(DOCUMENT SEGMENT)

Chip Somodevilla—Getty Images

Elizabeth Warren squirreled away money as a young adult to create a f*** off fund, and she recommends that young women (and men, too!) today do the same.

Although she uses the more genteel term "walking-out-the-door money" in a recent interview with Elle -- in which the topic came up after the interviewer explained a new viral manifesto that is advising women to set aside a fund specifically for financial emergencies -- Warren told the magazine that as a young woman, she had a cash cache she cobbled together on the advice of her mother-in-law.

"I got married when I was 19, and my mother-in-law took me aside and said, 'You always need walking-out-the-door money,'" Warren told Elle. "It was a pretty remarkable thing to say back then, particularly to the woman her son had just married." It wasn't easy to get the money together, but when she wound up divorced with two young kids at the age of 29, she was glad she had taken the advice. "When any hard hit comes... having savings means there are options," she said.

(End DOCUMENT SEGMENT)
(EXCERPTED RECORDS)

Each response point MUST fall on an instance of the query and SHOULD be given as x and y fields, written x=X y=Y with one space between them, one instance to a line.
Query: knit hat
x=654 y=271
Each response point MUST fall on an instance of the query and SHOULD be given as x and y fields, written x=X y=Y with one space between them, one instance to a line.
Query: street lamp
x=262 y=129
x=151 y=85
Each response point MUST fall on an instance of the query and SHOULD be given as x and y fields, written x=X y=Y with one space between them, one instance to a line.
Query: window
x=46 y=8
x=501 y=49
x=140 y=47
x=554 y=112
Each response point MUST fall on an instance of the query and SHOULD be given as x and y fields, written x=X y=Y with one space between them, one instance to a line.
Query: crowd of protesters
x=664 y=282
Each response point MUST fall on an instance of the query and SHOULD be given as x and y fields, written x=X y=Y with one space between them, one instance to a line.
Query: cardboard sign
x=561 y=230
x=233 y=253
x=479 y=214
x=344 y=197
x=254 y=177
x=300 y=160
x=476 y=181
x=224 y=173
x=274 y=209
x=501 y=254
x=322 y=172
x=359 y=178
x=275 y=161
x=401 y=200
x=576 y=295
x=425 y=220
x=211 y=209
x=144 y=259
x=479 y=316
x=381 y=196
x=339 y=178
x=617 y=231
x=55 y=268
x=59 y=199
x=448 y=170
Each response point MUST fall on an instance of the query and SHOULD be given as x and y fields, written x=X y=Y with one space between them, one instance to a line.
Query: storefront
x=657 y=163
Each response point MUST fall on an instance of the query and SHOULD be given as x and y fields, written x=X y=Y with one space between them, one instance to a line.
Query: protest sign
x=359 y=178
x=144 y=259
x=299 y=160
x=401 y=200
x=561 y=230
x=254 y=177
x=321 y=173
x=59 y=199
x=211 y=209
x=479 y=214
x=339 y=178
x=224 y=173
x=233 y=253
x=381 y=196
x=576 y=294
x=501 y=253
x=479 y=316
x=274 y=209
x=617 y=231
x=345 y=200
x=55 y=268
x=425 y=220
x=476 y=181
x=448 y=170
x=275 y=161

(End EXCERPTED RECORDS)

Please proceed with the article on Elizabeth Warren's walking-out-the-door money, picking up after its last sentence.

**WRITTEN RESPONSE**
The term f*** off fund comes from an article published last month on Billfold.com titled "The Story of a F*** Off Fund" (they dispense with the asterisks in the original) that touched a nerve and went viral, garnering hundreds of comments and thousands of likes. The idea is that if you ever find yourself in a precarious situation, you'll have some money that functions as a financial parachute. It's an emergency fund, really, but it's one that, outside of a true catastrophe, you Do. Not. Touch.

The Billfold story touches on things like sexual harassment at work and domestic violence, which are certainly more common perils for women, but the advice is good for men, as well (and older adults, if they don't have some kind of financial cushion already). A sudden job loss, injury or other crisis can happen to anybody."It's easy to walk fast with your head held high when you know that there's a little money to back you up if something goes on," Warren said, making the point that, while money can't solve every problem, it can give you the flexibility, mobility and independence to solve whatever curveball life has just thrown your way.